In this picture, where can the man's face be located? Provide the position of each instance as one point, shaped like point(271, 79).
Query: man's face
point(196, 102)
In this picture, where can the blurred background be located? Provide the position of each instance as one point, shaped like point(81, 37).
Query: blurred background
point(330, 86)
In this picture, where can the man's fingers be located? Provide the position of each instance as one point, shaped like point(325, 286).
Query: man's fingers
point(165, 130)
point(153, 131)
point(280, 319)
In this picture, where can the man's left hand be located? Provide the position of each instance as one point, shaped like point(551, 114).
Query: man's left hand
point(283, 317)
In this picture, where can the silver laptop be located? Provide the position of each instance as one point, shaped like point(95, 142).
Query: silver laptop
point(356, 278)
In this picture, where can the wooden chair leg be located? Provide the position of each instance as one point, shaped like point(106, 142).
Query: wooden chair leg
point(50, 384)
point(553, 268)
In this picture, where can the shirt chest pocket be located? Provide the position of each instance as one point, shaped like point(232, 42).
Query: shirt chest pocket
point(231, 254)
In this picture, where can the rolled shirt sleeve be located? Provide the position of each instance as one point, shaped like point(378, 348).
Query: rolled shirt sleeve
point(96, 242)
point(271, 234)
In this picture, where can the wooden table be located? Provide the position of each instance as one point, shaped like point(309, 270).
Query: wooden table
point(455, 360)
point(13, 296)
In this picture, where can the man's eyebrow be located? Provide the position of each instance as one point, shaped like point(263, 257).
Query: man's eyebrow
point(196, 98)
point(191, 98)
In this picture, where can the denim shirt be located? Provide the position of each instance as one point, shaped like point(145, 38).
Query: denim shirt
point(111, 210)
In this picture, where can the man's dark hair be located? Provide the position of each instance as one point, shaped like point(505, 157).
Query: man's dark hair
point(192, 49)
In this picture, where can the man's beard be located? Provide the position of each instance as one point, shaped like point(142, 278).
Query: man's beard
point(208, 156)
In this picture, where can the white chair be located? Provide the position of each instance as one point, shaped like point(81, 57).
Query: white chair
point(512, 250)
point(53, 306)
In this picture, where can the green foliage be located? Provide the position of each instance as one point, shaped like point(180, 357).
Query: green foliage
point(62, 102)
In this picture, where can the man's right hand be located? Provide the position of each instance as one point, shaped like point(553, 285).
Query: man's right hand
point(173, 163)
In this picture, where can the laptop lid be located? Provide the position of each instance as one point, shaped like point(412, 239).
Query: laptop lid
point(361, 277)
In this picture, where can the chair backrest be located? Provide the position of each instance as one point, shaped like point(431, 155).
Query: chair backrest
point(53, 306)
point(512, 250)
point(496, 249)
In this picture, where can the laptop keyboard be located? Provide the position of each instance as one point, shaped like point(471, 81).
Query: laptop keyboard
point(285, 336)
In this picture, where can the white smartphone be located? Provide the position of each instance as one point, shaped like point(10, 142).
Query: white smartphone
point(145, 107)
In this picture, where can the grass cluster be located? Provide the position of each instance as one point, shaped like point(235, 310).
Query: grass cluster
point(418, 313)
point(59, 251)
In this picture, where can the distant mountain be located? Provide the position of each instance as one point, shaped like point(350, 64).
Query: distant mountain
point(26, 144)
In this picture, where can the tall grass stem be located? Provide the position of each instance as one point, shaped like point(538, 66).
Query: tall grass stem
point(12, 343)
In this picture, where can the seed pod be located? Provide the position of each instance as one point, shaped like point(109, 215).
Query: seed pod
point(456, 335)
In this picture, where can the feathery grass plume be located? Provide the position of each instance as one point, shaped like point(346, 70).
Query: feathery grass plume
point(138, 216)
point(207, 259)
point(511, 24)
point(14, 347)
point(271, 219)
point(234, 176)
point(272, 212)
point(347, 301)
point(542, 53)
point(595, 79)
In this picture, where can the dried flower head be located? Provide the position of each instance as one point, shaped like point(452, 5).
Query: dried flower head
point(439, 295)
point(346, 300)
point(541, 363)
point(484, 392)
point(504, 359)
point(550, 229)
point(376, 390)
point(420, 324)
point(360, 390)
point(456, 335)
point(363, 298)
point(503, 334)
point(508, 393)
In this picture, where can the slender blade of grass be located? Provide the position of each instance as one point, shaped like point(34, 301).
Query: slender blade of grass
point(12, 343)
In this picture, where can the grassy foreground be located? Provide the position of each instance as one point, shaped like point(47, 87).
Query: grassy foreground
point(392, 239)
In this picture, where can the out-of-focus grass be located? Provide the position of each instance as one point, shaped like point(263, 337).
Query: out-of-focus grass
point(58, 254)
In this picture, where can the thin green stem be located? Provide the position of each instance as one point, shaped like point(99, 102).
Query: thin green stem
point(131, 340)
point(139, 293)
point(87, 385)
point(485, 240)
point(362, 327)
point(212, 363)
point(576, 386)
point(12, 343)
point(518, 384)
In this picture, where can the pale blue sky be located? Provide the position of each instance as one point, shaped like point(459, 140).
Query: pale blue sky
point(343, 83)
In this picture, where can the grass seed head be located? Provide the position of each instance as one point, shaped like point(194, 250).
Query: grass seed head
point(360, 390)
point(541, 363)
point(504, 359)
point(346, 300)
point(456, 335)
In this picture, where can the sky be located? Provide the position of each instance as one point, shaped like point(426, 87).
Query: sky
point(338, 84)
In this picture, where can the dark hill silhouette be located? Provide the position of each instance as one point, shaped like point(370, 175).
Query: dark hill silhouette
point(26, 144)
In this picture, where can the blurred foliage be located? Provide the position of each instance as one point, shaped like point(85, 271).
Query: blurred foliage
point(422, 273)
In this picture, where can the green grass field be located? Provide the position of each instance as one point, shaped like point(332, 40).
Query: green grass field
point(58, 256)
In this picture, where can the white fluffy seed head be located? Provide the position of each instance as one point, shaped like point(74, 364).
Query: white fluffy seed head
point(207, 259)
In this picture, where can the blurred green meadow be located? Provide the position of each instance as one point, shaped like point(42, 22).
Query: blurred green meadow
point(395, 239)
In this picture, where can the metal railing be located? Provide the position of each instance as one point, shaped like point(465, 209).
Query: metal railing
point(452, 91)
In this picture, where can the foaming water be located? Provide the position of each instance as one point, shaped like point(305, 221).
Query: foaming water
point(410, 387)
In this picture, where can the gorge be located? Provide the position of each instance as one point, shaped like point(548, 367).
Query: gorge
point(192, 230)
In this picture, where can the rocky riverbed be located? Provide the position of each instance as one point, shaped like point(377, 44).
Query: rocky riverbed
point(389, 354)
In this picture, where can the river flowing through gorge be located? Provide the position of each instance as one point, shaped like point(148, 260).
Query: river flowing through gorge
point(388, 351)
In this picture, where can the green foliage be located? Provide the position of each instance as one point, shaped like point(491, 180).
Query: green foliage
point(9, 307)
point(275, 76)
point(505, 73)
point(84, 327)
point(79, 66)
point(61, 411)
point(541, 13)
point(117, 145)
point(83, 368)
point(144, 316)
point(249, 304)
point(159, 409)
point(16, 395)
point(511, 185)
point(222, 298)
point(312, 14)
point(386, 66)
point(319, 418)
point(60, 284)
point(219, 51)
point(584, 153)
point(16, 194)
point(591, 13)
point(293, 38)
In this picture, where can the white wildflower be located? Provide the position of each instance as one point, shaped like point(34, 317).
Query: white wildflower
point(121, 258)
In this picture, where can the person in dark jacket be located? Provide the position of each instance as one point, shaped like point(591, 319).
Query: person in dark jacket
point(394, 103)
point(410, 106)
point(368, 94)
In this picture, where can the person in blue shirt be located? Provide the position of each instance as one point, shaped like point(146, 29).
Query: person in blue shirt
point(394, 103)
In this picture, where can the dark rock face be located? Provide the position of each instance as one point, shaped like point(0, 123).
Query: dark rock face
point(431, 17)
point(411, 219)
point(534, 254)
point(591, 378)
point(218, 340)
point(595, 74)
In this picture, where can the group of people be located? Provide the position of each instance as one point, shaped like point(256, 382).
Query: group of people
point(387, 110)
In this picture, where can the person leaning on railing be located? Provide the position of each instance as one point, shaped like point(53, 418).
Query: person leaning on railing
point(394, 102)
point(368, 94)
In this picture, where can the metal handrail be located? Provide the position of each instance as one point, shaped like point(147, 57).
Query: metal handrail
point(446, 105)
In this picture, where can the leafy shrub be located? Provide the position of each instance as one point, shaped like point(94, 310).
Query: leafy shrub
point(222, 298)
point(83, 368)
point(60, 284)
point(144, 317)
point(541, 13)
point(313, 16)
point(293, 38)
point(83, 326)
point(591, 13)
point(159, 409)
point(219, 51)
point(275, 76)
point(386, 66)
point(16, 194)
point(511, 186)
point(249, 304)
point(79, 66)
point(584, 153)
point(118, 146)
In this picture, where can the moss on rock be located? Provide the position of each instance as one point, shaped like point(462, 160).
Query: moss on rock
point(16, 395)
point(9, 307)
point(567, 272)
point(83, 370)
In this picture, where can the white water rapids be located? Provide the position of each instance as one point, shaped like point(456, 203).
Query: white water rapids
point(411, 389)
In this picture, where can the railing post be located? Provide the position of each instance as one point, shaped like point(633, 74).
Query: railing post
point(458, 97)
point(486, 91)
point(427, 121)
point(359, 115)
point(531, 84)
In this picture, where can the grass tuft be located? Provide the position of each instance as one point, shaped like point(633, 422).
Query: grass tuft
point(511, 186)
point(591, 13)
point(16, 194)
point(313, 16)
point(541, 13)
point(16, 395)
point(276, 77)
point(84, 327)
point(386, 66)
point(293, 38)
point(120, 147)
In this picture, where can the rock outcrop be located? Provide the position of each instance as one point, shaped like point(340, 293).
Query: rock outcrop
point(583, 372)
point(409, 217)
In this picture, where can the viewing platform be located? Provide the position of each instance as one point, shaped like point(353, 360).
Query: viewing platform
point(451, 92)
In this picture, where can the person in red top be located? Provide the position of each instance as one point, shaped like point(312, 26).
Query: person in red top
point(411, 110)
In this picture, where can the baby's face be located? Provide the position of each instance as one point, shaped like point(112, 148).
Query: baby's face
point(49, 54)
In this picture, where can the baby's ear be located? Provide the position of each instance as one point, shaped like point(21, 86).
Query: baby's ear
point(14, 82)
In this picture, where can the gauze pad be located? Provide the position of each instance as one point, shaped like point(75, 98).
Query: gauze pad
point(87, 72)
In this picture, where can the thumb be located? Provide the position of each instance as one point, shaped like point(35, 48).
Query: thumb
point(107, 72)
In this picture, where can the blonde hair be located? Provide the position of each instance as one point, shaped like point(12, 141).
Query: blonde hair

DIRECTIONS -> Reproduce the lines above, beginning at the line with "Query: laptop lid" and stopping after the line with "In this picture, where can the feathery", exactly as they are.

TASK OUTPUT ->
Query: laptop lid
point(361, 277)
In this picture, where can the chair backrest be located? Provide the position of each instance as one point, shaped like point(431, 155).
Query: chair backrest
point(53, 306)
point(512, 250)
point(496, 249)
In this picture, where can the laptop keyboard be located? Provide the position of each instance as one point, shaped like point(471, 81).
Query: laptop keyboard
point(285, 336)
In this picture, where can the white smartphone be located? Provide the position of each instance as one point, shaped like point(10, 142).
Query: white smartphone
point(145, 107)
In this picture, where can the grass cluster be located? Provide the position of each instance as one point, shaped like point(235, 310).
Query: grass cluster
point(418, 313)
point(59, 251)
In this picture, where can the distant mountain be located? Provide the position of each instance as one point, shaped like point(350, 64).
Query: distant mountain
point(26, 144)
In this picture, where can the tall grass stem be located? Provide the position of each instance as one point, shaped like point(538, 66).
Query: tall grass stem
point(12, 343)
In this picture, where can the seed pod be located? Provide the position of each instance as one point, shaped like point(109, 215).
Query: seed pod
point(456, 335)
In this picture, where can the feathery grass plume be located? Provide the position of each instance as one point, shaped like point(346, 70).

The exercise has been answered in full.